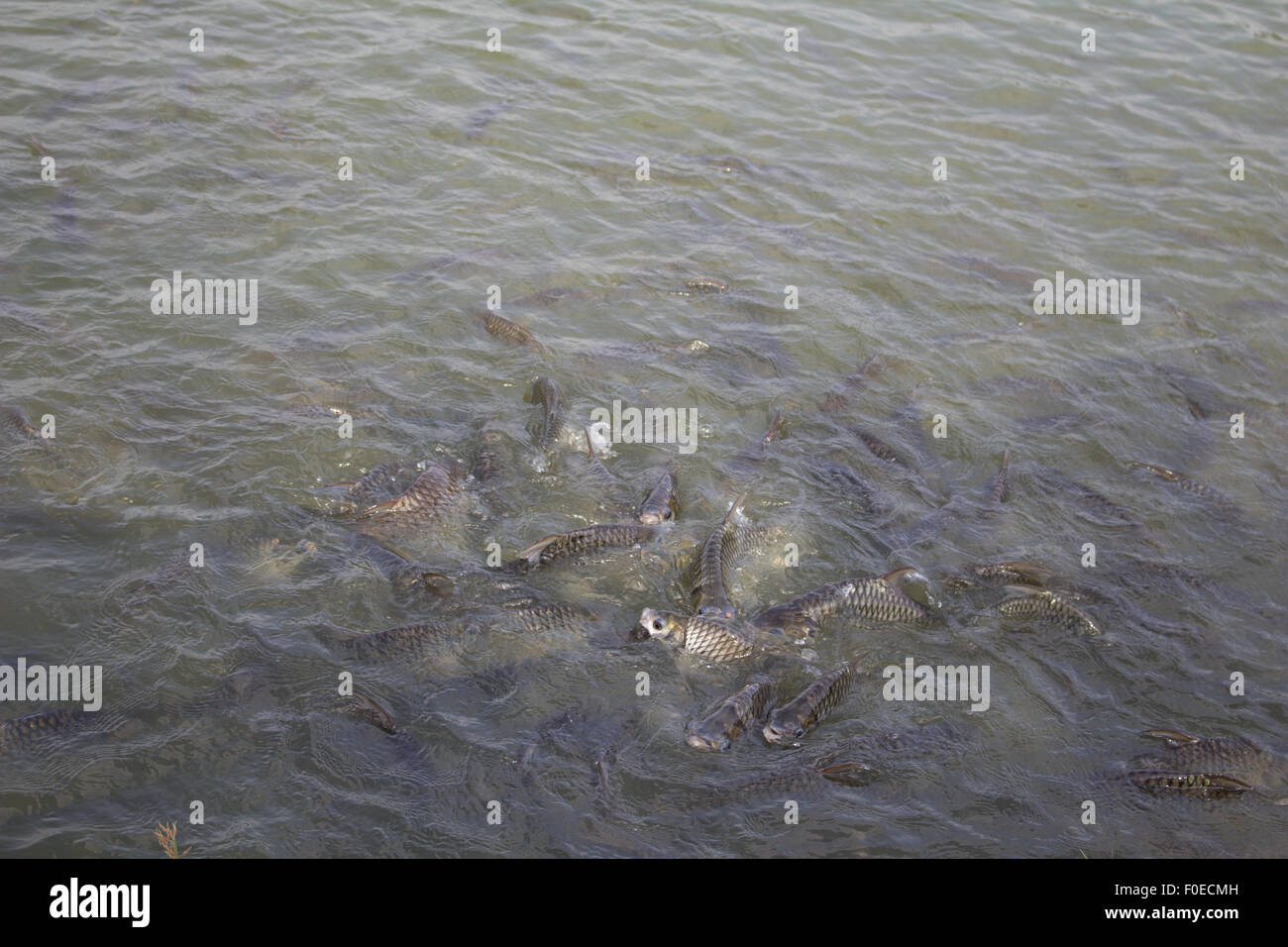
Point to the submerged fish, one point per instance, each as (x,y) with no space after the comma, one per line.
(999,574)
(552,424)
(721,725)
(791,722)
(548,616)
(662,502)
(589,538)
(702,285)
(838,398)
(1000,489)
(404,641)
(880,449)
(702,635)
(511,331)
(25,732)
(709,570)
(1039,604)
(1190,486)
(425,500)
(16,421)
(798,779)
(880,598)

————————

Directions for this task>
Write out the lines above again with "submerged fish" switched to "underwater fish" and nothing else changed, leaving out the pictures.

Response to this exercise>
Point to the underwater fish, one point per instance, each as (x,y) with no space after the comma, one per line.
(999,574)
(552,424)
(721,725)
(791,722)
(548,616)
(662,502)
(589,538)
(702,285)
(838,398)
(1000,489)
(404,641)
(880,449)
(702,635)
(511,331)
(25,732)
(709,570)
(1039,604)
(1190,486)
(425,500)
(16,421)
(798,779)
(880,598)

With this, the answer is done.